(Items from a data source)
┌──

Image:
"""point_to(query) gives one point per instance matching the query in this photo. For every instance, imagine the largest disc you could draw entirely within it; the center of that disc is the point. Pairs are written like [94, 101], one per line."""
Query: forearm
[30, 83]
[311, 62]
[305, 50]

└──

• **Task**:
Please copy out all of the data above word for word, leaving nothing out.

• **Problem solution**:
Image:
"""point_to(query) gives one point per instance matching the query in this photo. For every instance, imagine the largest disc you could draw entirely within it; the center of that disc is the point. Pairs are written like [94, 101], one per line."""
Query: forearm
[30, 83]
[311, 62]
[305, 50]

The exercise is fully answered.